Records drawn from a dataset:

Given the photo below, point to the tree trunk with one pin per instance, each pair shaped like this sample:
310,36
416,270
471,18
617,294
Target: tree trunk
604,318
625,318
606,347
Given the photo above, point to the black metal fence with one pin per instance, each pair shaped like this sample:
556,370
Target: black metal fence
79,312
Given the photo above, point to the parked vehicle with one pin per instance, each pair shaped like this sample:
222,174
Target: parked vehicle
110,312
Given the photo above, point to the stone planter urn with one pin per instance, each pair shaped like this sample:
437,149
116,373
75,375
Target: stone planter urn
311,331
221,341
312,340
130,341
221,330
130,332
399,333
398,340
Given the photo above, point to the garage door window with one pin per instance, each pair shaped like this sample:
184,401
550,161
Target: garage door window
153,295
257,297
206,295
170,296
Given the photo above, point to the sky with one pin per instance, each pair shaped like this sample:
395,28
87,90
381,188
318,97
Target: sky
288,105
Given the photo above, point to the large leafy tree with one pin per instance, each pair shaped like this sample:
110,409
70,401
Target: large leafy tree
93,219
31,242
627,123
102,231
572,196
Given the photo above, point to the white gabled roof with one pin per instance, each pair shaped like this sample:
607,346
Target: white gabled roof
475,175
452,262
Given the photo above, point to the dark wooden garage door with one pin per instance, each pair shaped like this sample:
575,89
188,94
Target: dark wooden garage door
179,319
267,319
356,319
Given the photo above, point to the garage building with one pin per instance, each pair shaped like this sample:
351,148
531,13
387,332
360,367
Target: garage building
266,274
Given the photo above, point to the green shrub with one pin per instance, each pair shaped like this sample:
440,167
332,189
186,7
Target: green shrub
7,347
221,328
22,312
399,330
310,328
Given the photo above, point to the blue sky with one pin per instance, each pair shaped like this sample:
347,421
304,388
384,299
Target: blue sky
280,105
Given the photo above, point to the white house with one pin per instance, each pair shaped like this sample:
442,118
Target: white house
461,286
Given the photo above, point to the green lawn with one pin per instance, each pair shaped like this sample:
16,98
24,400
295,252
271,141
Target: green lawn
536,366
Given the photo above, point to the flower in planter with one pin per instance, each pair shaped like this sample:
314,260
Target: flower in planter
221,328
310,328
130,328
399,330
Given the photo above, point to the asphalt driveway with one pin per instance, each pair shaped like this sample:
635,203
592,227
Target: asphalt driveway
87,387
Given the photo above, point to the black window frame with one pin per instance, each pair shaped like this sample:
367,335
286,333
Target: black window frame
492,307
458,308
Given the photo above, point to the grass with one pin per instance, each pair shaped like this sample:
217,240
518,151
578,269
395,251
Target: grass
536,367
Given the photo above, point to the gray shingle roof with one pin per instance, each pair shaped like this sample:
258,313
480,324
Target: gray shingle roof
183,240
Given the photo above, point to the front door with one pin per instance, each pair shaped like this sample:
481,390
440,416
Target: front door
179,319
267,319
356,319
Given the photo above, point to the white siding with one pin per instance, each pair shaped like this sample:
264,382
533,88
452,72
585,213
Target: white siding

### What is needed
After reading the entries, reproduce every one of them exactly.

### Result of the exercise
Given the photo below, point to the tree trunk with one pin per instance, each pair shaped like this sample:
310,36
416,270
471,18
617,294
Target: tree trunk
604,318
625,318
606,347
Given the photo above, point to the black metal fence with one pin per instance, each pair shaped like this sample:
556,370
Target: black metal fence
79,312
Given the photo above, point to the parked vehicle with one pin per instance, each pair shaped like this sample:
222,174
Target: parked vehicle
110,312
Given the photo above, point to the stone planter urn with one pin per instance, each pair shaped like this sample:
437,149
116,373
75,375
Target: stone planter urn
311,331
221,341
312,340
130,341
221,330
130,332
399,333
398,340
Given the photo above, point to the garage door window with one pin per instance, each pair shaped like this sample:
184,401
550,161
Target: garage door window
153,295
257,297
206,295
170,296
Given the photo above, point to the sky with one pin per instance, each pair shaped like this sample:
395,28
87,90
381,188
318,97
Target: sky
288,105
Given the photo above, point to the large leafy tree with one pin per instance, each pair shaped like this sample:
110,409
70,401
Target: large leafy tree
93,219
31,242
627,123
102,231
572,196
Given the photo above, point to the white gabled roof with one pin per instance, each pair shaped like this sample:
607,346
Target: white gabled roof
475,175
452,262
Given the photo above, point to the dark wooden garage door with one pin per instance, each pair shaped like this sample:
575,89
188,94
Target: dark wooden garage door
179,319
267,319
356,319
Given the photo above, point to the garage building with one pin per instance, each pair shaped like this sample:
351,148
531,13
387,332
360,367
Target: garage building
266,274
Given the photo above, point to the green shrub with one pin per instance, each pair shaped like this sample:
440,167
332,189
186,7
Target: green shrub
7,347
221,328
22,312
399,330
310,328
Given the photo above, point to the blue sky with one pin per instance, each pair shaped like this sample:
347,421
304,388
384,299
Target: blue sky
280,105
Given the photo above, point to the white house with one pin per instance, each pair shaped like this sample:
442,118
Target: white house
461,286
Given the photo above, point to the green lawn with one pin per instance, each pair shaped like this sample:
16,98
24,400
295,252
271,141
Target: green lawn
536,366
Given the photo above, point to the flower in planter with one pin per instance, each pair shaped like this sample:
314,260
Target: flower in planter
221,328
310,328
130,328
399,330
Given the photo above, point to the asphalt driveway with one pin per instance, each pair shaped like this sample:
635,203
592,227
Target: asphalt driveway
87,387
Given the photo above, point to the black window frame with one pin per instance, each pair shaped like this sample:
367,335
286,333
Target: black window frame
492,307
458,308
Given the photo above, point to the grass with one pin per instance, each pair shaped like this sample:
217,240
518,151
578,269
395,251
Target: grass
536,367
Given the photo above, point to the gray shingle roof with one pin per instance, each pair shaped like this sample:
258,313
480,324
Target: gray shingle roof
183,240
Given the photo above, point to the front door with one pin per instance, each pair shaped like this sample:
481,390
440,416
Target: front door
179,319
267,319
356,319
Given the photo above, point to the white siding with one pin per instance, each pair shaped like this sample:
264,382
533,88
452,72
585,213
Target: white siding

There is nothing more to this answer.